[Pointing dataset excerpts]
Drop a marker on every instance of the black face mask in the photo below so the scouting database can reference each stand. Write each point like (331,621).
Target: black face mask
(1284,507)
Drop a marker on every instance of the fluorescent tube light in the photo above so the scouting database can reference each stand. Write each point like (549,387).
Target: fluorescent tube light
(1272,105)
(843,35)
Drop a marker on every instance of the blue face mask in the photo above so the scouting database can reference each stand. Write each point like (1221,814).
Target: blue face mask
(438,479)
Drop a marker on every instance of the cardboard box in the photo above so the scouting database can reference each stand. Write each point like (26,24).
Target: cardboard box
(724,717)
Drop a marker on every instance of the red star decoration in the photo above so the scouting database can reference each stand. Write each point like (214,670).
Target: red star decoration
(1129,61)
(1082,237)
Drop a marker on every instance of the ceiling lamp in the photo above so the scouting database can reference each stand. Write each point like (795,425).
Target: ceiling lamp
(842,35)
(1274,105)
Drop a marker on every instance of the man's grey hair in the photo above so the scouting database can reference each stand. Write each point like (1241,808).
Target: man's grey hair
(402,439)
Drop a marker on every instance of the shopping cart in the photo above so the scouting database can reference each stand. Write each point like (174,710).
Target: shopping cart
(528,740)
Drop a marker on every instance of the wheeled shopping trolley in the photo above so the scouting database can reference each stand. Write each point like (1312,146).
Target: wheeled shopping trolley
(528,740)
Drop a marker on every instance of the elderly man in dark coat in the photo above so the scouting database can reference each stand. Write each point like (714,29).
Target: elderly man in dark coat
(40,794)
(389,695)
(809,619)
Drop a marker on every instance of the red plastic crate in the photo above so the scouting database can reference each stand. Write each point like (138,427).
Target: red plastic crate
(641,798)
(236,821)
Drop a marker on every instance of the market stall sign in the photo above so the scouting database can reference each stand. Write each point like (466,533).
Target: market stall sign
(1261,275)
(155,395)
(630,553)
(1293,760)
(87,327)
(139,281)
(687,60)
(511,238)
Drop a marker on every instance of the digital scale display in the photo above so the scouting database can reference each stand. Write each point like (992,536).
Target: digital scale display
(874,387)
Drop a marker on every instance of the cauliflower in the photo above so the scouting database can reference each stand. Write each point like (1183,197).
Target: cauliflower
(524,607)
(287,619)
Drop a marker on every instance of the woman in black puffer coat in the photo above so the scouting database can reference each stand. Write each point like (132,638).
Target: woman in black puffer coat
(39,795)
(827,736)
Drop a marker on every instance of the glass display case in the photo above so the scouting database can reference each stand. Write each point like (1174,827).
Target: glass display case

Set exercise =
Each entry above is to be set down again in exactly the same words.

Result of the task =
Drop a marker on every instance of the black face mask in the photo below so the scouting database can reference each stand. Write each point like (331,621).
Target: black face mask
(1284,507)
Drop a marker on every instance of the fluorescent tube light in the photo above so the scouting database can reference each stand. Write each point like (549,387).
Target: fluorescent tube light
(1272,105)
(843,35)
Drop a marker on every instance of the blue face mask in the photo above so the scouting database can reference each stand. Write each point like (1221,814).
Target: blue face mask
(438,479)
Drop a marker on every instance of the cardboard box in the photo above so the scouting database can reference each stand. Write each point like (26,24).
Target: cardboard box
(724,717)
Drop a marker on every instance of the red star decoration in the photo above so the scouting database can reference each stand. Write each point like (214,670).
Target: red star decoration
(1129,61)
(1082,237)
Drop a marker on every instance of the ceiling lamp in the photo above so the scouting database can reference each stand. Write each point like (795,425).
Target: ceiling lamp
(842,35)
(1274,105)
Drop a marker on every instance of the man's grey hair in the photo above so the scouting database can reference each stand. Write each point like (1241,808).
Target: man's grey hair
(402,439)
Drop a marker on every instance of the shopping cart in the photo above so the scouting database can reference each stand. Write each point like (174,710).
Target: shopping cart
(528,740)
Drop a marker on every instance of the wheeled shopping trolley in the photo above so the scouting database can reference each stand. Write each point like (1312,146).
Target: wheeled shopping trolley
(528,740)
Drop a marker on every instance of the elderly man in dark coat in the photo above so the scouting database can reference each stand. Write each point like (714,29).
Target: elderly man in dark coat
(40,794)
(389,695)
(809,619)
Drop a marker on every instance of the red plastic crate in the photo above so the scouting database can reference each stand. Write each point like (138,427).
Target: red plastic crate
(641,798)
(236,821)
Drop a marker on every instance of the market stall sign in the photo above so the scouting database can reference each stand. Write each point like (466,533).
Target: market stall sign
(1261,275)
(155,395)
(630,553)
(1293,760)
(87,327)
(139,281)
(687,60)
(511,238)
Drop a marker on every instance of the digital scale display in the photo above so the scouting database can reference each stand. Write each point like (992,536).
Target: digital scale display
(874,387)
Drop a marker on every instance of the cauliflower in the photo above so the scouting database can reference each stand. Write each point like (1183,197).
Target: cauliflower
(524,607)
(287,619)
Drop a marker on every instance of the woman in black puffer coat in the photo above so the scouting database can reference each stand. Write each point like (132,638).
Target: woman in black puffer coat
(39,795)
(827,736)
Drop a marker on every instance of the glass display case in the photo above so the scouting database can reference each stand. Write each point like (1174,827).
Target: glass display case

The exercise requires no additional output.